SUPPLIED ENTRIES
+---+
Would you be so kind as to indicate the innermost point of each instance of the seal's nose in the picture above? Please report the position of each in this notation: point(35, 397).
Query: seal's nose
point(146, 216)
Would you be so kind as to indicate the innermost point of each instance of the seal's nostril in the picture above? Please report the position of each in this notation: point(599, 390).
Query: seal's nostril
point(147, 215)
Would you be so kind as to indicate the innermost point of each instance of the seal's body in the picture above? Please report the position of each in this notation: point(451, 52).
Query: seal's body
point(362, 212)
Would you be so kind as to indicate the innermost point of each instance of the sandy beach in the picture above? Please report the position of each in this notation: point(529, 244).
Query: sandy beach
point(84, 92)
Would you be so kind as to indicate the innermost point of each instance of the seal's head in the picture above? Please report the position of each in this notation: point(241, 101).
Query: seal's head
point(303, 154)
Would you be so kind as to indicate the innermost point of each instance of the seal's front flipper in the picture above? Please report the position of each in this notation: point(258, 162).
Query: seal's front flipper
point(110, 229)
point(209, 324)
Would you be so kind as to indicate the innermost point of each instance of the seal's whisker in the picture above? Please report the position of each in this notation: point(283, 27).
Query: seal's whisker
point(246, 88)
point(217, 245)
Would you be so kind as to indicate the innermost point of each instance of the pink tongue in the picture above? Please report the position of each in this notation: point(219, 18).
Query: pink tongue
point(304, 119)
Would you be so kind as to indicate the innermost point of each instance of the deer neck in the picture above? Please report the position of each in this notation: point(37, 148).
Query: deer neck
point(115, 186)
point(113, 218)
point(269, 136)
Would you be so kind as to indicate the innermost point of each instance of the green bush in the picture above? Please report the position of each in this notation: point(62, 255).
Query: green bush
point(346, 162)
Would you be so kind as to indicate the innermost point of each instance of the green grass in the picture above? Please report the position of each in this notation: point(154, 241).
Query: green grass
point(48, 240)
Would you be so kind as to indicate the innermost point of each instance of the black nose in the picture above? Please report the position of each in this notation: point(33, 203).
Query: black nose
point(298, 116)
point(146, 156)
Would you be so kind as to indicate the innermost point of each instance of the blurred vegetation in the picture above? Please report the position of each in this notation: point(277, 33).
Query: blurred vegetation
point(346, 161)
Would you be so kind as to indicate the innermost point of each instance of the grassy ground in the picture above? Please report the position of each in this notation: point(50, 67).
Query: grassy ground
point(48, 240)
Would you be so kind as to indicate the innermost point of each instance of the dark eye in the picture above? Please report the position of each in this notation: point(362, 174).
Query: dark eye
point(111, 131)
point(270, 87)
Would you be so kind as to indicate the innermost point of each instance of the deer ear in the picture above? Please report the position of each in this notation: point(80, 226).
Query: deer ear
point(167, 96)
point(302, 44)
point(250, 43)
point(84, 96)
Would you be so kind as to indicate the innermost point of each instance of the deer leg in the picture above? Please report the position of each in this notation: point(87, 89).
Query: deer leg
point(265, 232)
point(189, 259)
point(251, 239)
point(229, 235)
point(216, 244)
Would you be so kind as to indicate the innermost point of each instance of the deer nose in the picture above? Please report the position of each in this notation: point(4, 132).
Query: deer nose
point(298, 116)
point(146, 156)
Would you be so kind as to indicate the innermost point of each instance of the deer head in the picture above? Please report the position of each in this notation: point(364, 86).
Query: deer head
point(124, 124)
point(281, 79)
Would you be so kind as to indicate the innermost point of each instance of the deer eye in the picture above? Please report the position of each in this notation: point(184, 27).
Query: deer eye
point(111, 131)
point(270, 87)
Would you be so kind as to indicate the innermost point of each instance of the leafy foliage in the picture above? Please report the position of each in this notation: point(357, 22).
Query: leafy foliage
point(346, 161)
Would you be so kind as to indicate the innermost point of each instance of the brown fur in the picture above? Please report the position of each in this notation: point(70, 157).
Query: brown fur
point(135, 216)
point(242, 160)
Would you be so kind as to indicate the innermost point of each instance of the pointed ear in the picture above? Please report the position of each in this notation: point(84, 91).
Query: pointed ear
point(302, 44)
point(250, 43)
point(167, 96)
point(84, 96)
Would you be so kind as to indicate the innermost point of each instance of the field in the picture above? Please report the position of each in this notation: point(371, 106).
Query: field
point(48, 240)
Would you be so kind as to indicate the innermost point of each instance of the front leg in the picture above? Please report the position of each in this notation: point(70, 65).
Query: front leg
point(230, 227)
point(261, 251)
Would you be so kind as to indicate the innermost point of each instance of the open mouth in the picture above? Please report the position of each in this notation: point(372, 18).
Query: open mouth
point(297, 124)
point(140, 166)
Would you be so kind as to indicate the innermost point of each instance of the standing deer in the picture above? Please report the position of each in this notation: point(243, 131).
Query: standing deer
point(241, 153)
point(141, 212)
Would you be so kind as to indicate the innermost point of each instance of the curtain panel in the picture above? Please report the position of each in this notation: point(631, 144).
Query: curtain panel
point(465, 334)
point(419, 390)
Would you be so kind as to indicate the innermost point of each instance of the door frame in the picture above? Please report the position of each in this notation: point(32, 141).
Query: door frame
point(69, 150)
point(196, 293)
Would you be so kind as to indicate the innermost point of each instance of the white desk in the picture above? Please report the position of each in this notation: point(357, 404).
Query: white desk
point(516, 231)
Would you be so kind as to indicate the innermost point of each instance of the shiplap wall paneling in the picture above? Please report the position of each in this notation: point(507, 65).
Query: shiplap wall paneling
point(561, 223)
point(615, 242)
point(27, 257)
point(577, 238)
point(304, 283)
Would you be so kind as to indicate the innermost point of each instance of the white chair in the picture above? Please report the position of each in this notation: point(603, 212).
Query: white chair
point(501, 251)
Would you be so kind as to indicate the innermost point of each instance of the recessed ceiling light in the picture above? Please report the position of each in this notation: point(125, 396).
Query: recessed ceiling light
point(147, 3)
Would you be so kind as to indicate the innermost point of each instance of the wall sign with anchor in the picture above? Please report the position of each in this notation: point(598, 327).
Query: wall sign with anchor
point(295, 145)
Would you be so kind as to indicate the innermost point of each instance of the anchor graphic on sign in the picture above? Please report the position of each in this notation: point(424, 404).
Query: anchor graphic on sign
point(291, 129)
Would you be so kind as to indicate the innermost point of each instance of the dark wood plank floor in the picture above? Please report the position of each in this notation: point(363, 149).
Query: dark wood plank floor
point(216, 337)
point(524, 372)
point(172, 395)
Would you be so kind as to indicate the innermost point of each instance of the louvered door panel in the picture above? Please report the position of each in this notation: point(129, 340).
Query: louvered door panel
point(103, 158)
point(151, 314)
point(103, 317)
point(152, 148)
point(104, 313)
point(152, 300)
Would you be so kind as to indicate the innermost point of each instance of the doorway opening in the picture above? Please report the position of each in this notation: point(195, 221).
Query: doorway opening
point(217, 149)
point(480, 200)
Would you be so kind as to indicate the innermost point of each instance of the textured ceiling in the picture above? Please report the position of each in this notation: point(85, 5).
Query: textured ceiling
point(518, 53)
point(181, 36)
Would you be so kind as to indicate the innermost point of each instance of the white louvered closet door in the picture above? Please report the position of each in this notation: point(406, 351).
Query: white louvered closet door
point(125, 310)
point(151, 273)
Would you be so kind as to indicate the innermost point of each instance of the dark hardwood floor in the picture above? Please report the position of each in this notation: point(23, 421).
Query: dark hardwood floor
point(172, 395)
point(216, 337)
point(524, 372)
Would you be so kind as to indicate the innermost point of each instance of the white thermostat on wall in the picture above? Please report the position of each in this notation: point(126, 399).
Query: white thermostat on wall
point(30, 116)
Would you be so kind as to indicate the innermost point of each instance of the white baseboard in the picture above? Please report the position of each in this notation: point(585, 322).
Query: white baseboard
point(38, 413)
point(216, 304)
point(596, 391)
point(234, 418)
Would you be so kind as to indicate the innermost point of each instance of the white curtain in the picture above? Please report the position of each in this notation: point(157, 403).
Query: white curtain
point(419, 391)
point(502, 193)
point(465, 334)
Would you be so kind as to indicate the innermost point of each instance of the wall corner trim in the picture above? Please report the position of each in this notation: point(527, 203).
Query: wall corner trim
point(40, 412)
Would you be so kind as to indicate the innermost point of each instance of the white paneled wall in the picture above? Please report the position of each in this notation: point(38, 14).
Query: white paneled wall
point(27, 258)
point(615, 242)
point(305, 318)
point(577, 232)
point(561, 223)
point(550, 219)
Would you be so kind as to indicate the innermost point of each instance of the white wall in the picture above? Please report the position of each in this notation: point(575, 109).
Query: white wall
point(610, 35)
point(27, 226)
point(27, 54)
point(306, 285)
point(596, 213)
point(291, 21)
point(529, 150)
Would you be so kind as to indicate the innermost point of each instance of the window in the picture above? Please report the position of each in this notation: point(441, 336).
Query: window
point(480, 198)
+---+
TASK DETAILS
Please copy, word for word, the lines of the items from the one containing "notation: point(85, 5)." through the one containing "point(234, 418)", including both of those lines.

SOLUTION TO THIS PROBLEM
Would you be so kind as to indicate the innermost point of each instance of the textured ceiling in the picture above? Please report the position of each in this notation: point(85, 5).
Query: textured ceiling
point(518, 53)
point(181, 36)
Would you be so kind as to indicate the innermost point of each instance of the white louvered closet door in the picture above? Please report the position of each in this notation: point(406, 351).
Query: white louvered closet door
point(125, 310)
point(151, 273)
Would you be so kind as to indicate the innermost point of each instance of the dark hardwood floor in the picture above? Please report the position of each in this notation: point(23, 421).
Query: dark hardwood floor
point(172, 395)
point(216, 337)
point(524, 372)
Would you be so kind as to indicate the innermost point of each instance of the white thermostat on wall in the picture above? Please report the position of each in this notation: point(126, 399).
Query: white thermostat on wall
point(30, 116)
Would you be so kind as to indicate the innermost point of each instance of the white baseboard in the picture above? Please report the position of each in this notation: point(585, 322).
Query: white baseboard
point(38, 413)
point(216, 304)
point(596, 391)
point(234, 418)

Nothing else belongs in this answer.